### Problem requirements
Please arrange every line of the records below as a Markdown table with two columns, Row and Line, numbering each line in order and leaving out any blank lines.

(Collected data)
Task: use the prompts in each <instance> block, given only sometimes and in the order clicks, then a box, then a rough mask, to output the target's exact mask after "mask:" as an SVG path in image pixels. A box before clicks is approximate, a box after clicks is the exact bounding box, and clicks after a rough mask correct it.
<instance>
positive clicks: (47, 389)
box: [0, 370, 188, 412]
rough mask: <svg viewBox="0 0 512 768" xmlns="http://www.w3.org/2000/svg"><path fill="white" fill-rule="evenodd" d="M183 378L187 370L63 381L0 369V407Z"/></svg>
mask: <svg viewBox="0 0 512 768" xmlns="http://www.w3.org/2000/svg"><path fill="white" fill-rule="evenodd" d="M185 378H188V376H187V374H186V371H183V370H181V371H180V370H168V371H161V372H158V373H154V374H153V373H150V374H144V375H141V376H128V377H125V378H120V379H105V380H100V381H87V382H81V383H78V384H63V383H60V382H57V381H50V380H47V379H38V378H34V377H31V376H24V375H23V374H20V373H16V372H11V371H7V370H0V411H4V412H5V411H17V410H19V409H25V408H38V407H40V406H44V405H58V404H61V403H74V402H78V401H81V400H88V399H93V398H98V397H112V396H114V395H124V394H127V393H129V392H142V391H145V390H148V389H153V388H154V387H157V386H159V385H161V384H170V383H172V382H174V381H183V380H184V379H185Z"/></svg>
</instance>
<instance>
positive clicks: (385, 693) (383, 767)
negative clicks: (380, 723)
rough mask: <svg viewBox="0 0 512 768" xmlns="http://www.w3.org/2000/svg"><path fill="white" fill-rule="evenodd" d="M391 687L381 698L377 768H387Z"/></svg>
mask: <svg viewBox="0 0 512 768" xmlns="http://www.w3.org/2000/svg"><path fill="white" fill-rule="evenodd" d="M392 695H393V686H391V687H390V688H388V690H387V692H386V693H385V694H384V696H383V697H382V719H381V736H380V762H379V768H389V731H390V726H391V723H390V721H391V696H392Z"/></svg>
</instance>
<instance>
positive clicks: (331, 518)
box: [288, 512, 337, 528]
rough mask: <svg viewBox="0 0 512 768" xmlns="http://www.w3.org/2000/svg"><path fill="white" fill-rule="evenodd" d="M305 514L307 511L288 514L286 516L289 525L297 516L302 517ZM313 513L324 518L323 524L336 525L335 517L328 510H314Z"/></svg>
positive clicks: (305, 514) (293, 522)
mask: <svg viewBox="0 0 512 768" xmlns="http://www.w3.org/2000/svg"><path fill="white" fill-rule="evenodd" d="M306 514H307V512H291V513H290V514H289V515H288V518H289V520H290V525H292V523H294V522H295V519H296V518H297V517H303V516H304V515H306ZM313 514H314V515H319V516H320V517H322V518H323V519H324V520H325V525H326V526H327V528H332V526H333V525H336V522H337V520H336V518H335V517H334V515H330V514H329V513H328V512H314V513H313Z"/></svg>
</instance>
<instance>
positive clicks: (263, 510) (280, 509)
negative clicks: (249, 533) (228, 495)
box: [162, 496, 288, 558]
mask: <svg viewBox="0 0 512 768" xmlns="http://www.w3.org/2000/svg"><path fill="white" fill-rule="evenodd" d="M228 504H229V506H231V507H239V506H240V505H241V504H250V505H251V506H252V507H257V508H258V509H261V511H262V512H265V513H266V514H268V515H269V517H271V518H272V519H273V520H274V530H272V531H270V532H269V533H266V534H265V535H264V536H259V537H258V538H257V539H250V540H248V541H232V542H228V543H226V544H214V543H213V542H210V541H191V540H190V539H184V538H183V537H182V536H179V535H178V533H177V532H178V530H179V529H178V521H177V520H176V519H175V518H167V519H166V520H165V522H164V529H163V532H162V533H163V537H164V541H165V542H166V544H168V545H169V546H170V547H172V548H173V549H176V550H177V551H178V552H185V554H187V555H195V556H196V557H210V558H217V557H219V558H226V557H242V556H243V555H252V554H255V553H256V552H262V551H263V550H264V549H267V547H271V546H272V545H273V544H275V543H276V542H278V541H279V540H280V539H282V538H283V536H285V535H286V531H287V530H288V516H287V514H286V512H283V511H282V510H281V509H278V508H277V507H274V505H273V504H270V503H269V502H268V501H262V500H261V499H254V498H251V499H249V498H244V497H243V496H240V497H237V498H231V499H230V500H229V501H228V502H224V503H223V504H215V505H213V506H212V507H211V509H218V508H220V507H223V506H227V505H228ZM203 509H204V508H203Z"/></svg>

### Completed exercise
| Row | Line |
|---|---|
| 1 | Task: use the prompts in each <instance> block, given only sometimes and in the order clicks, then a box, then a rough mask, to output the target's exact mask after "mask:" as an SVG path in image pixels. A box before clicks is approximate, a box after clicks is the exact bounding box, and clicks after a rough mask correct it. |
| 2 | <instance> |
| 3 | positive clicks: (47, 389) |
| 4 | box: [0, 370, 188, 412] |
| 5 | rough mask: <svg viewBox="0 0 512 768" xmlns="http://www.w3.org/2000/svg"><path fill="white" fill-rule="evenodd" d="M183 378L187 370L63 381L0 369V407Z"/></svg> |
| 6 | mask: <svg viewBox="0 0 512 768" xmlns="http://www.w3.org/2000/svg"><path fill="white" fill-rule="evenodd" d="M185 378H188V376H187V374H186V371H183V370H181V371H180V370H168V371H161V372H158V373H154V374H153V373H150V374H144V375H141V376H128V377H125V378H120V379H105V380H100V381H87V382H81V383H78V384H63V383H60V382H57V381H50V380H47V379H38V378H34V377H31V376H24V375H23V374H20V373H16V372H11V371H7V370H0V411H4V412H5V411H17V410H19V409H25V408H38V407H40V406H44V405H58V404H61V403H74V402H78V401H81V400H88V399H93V398H98V397H112V396H114V395H124V394H127V393H129V392H142V391H145V390H148V389H153V388H154V387H157V386H159V385H161V384H170V383H172V382H174V381H183V380H184V379H185Z"/></svg> |
| 7 | </instance> |
| 8 | <instance> |
| 9 | positive clicks: (385, 693) (383, 767) |
| 10 | negative clicks: (380, 723) |
| 11 | rough mask: <svg viewBox="0 0 512 768" xmlns="http://www.w3.org/2000/svg"><path fill="white" fill-rule="evenodd" d="M391 687L381 698L377 768H387Z"/></svg> |
| 12 | mask: <svg viewBox="0 0 512 768" xmlns="http://www.w3.org/2000/svg"><path fill="white" fill-rule="evenodd" d="M392 695H393V686H391V687H390V688H388V690H387V692H386V693H385V694H384V696H383V697H382V719H381V736H380V762H379V768H389V731H390V726H391V723H390V721H391V696H392Z"/></svg> |
| 13 | </instance> |
| 14 | <instance> |
| 15 | positive clicks: (331, 518) |
| 16 | box: [288, 512, 337, 528] |
| 17 | rough mask: <svg viewBox="0 0 512 768" xmlns="http://www.w3.org/2000/svg"><path fill="white" fill-rule="evenodd" d="M305 514L307 511L288 514L286 516L289 525L297 516L302 517ZM313 513L324 518L323 524L336 525L335 517L328 510H314Z"/></svg> |
| 18 | positive clicks: (305, 514) (293, 522) |
| 19 | mask: <svg viewBox="0 0 512 768" xmlns="http://www.w3.org/2000/svg"><path fill="white" fill-rule="evenodd" d="M306 514H307V512H291V513H290V514H289V515H288V518H289V520H290V525H292V523H294V522H295V519H296V518H297V517H303V516H304V515H306ZM313 514H314V515H319V516H320V517H322V518H323V519H324V520H325V525H326V526H327V528H332V526H333V525H336V522H337V520H336V518H335V517H334V515H330V514H329V513H328V512H314V513H313Z"/></svg> |
| 20 | </instance> |
| 21 | <instance> |
| 22 | positive clicks: (263, 510) (280, 509) |
| 23 | negative clicks: (249, 533) (228, 495) |
| 24 | box: [162, 496, 288, 558] |
| 25 | mask: <svg viewBox="0 0 512 768" xmlns="http://www.w3.org/2000/svg"><path fill="white" fill-rule="evenodd" d="M228 504H229V506H231V507H239V506H240V505H241V504H250V505H251V506H252V507H257V508H258V509H261V511H262V512H265V513H266V514H268V515H269V517H271V518H272V519H273V520H274V530H272V531H270V532H269V533H266V534H265V535H264V536H259V537H258V538H257V539H250V540H248V541H232V542H228V543H226V544H214V543H213V542H210V541H191V540H190V539H184V538H183V537H182V536H179V535H178V533H177V532H178V530H179V529H178V521H177V520H176V519H175V518H167V519H166V520H165V522H164V529H163V532H162V533H163V537H164V541H165V542H166V544H168V545H169V546H170V547H172V548H173V549H176V550H177V551H178V552H185V554H187V555H195V556H196V557H210V558H217V557H219V558H226V557H242V556H243V555H252V554H255V553H256V552H262V551H263V550H264V549H267V547H271V546H272V545H273V544H275V543H276V542H278V541H279V540H280V539H282V538H283V536H285V535H286V531H287V530H288V516H287V514H286V512H283V511H282V510H281V509H278V508H277V507H274V505H273V504H270V503H269V502H268V501H262V500H261V499H254V498H251V499H249V498H244V497H243V496H240V497H237V498H231V499H230V500H229V501H228V502H224V503H223V504H215V505H213V506H212V507H211V509H218V508H220V507H223V506H227V505H228ZM203 509H204V508H203Z"/></svg> |